◆ **Job 1**:
For the cake problem below, decide whether each statement agrees with the text: (a) the table radius r can be as large as 1000; (b) the cake fits on the table if w² + l² ≤ 4r²; (c) the width of the cake may be greater than its length. Answer yes or no for each and quote the deciding words.

774. Cake

 

After the second round of programming contests, Olympiad participants decided to celebrate this event. For this purpose, a large rectangular cake was ordered. The participants gathered at the round table. Naturally, they have a question: is it possible to put a rectangular cake on the round table so that no piece of cake will extend beyond the table. You need to know the size of the cake and the radius of the table.

 

Input. Contains three positive integers: the radius of the table r (1 ≤ r ≤ 1000), the width of the cake w, and the length of the cake l (1 ≤ w ≤ l ≤ 1000).

 

Output. Print the word “YES”, if the cake can be placed on the table, and the word “NO” otherwise.

 

Sample input 1	Sample output 1
38 40 60	YES
Sample input 2	Sample output 2
35 20 70	NO

 

 

SOLUTION

conditional statement

 

Algorithm analysis

The cake is placed on the table if its diagonal  is not greater than the diameter of the table 2r. That is, if w² + l² ≤ 4r².

 

Algorithm realization

Read the input data.

 

scanf("%d %d %d",&r,&w,&l);

 

Find the square of the length of the diagonal of the table.

 

d = w*w + l*l;

 

Compare the squares of the diagonal of the table and the diameter of the cake (for example, not to use real number arithmetic). Print the result.

 

if (d > 4*r*r) printf("NO\n"); else printf("YES\n");

 

Python realization

Read the input data.

r, w, l = map(int, input().split())

Find the square of the length of the diagonal of the table.

d = w*w + l*l

Compare the squares of the diagonal of the table and the diameter of the cake (for example, not to use real number arithmetic). Print the result.

if d > 4*r*r:

  print("NO")

else:

  print("YES")

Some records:
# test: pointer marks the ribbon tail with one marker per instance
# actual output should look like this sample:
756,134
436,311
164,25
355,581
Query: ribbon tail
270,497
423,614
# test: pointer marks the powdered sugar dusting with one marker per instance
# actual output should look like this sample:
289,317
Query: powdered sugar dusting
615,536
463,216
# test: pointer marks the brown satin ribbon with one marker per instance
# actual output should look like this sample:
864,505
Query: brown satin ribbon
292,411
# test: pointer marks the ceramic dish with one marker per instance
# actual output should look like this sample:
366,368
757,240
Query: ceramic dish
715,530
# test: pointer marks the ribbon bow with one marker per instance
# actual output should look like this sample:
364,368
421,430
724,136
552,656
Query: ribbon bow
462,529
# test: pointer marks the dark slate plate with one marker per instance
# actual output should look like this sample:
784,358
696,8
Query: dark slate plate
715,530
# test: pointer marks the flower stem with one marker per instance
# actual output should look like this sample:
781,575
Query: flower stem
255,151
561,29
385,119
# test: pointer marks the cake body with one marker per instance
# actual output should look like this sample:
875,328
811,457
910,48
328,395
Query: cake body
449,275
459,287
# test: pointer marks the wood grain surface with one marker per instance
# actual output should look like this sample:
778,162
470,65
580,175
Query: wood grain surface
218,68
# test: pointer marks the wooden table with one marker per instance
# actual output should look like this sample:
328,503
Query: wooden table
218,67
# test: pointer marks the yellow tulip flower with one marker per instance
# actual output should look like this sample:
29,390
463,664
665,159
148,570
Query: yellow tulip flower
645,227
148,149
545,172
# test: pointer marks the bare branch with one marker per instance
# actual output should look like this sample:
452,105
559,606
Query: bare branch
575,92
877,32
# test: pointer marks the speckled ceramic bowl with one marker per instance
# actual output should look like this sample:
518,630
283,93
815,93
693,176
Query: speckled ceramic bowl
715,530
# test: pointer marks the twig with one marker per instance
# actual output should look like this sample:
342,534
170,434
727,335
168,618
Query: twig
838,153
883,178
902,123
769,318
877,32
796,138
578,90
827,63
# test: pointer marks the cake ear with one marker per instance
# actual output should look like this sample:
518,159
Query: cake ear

◆ **Job 2**:
Render the rows above as a numbered list, from the line with "# test: pointer marks the twig" through the end of the rows, leaving out blank lines.

◆ **Exercise output 1**:
(a) Yes: "the radius of the table r (1 ≤ r ≤ 1000)"
(b) Yes: "That is, if w² + l² ≤ 4r²."
(c) No: "(1 ≤ w ≤ l ≤ 1000)"

◆ **Exercise output 2**:
1. # test: pointer marks the twig with one marker per instance
2. # actual output should look like this sample:
3. 342,534
4. 170,434
5. 727,335
6. 168,618
7. Query: twig
8. 838,153
9. 883,178
10. 902,123
11. 769,318
12. 877,32
13. 796,138
14. 578,90
15. 827,63
16. # test: pointer marks the cake ear with one marker per instance
17. # actual output should look like this sample:
18. 518,159
19. Query: cake ear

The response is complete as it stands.